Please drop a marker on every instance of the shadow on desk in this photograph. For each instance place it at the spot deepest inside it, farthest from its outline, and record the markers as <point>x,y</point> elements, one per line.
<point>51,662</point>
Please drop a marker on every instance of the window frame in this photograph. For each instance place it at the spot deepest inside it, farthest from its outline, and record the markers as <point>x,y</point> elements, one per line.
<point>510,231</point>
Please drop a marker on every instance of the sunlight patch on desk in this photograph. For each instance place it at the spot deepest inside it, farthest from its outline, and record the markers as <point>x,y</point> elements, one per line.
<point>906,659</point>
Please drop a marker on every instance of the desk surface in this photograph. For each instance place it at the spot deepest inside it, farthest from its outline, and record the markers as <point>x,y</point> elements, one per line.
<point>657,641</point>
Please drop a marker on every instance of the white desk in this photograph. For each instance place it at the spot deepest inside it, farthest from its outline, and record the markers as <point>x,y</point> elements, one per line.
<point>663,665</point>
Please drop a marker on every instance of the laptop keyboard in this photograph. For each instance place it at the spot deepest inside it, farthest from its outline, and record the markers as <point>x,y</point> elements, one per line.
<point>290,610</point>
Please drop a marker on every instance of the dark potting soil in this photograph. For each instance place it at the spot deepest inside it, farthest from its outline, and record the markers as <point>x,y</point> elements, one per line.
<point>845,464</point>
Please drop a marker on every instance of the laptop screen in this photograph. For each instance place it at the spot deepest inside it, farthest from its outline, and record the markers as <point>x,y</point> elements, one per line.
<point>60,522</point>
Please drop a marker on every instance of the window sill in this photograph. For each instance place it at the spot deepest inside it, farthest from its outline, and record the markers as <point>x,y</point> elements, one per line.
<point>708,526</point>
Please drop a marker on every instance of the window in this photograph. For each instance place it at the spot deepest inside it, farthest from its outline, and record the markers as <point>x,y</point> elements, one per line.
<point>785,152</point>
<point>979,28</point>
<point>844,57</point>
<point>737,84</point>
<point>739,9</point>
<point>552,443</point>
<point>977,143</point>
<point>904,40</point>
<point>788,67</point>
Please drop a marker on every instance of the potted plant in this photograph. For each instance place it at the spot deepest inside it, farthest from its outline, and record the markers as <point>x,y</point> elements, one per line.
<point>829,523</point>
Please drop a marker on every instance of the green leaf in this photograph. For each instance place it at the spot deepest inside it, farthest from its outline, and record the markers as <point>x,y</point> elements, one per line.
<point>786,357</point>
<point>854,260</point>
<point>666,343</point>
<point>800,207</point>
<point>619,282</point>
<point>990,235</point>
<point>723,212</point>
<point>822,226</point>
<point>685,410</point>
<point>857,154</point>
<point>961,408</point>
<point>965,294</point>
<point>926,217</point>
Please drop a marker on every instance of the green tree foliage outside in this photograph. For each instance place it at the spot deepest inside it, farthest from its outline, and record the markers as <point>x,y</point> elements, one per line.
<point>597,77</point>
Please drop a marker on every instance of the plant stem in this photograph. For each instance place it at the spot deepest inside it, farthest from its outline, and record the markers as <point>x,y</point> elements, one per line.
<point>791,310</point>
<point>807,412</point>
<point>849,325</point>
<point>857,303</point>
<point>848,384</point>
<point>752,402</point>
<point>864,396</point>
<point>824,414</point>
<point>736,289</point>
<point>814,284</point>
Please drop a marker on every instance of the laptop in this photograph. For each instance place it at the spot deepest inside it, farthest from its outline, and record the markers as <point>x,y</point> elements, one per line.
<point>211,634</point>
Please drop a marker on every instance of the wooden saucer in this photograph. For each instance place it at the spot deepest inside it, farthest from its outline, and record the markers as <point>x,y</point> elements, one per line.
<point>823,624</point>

+ + + + + + +

What needs to be done — In the records above, find the line containing "Please drop a marker on every instance of the laptop in"; please retype it and every line after it through the last line, exactly and with nothing else.

Problem solution —
Please drop a marker on every instance of the laptop in this photograph. For each instance place it at the spot deepest inside it, farthest from its outline, and record the markers as <point>x,y</point> elements, one per line.
<point>211,634</point>
Please drop a marker on every instance of the wooden saucer in this photograph. For each instance place it at the spot deepest inside it, farthest from its outline, and record the markers as <point>x,y</point> elements, one per line.
<point>823,624</point>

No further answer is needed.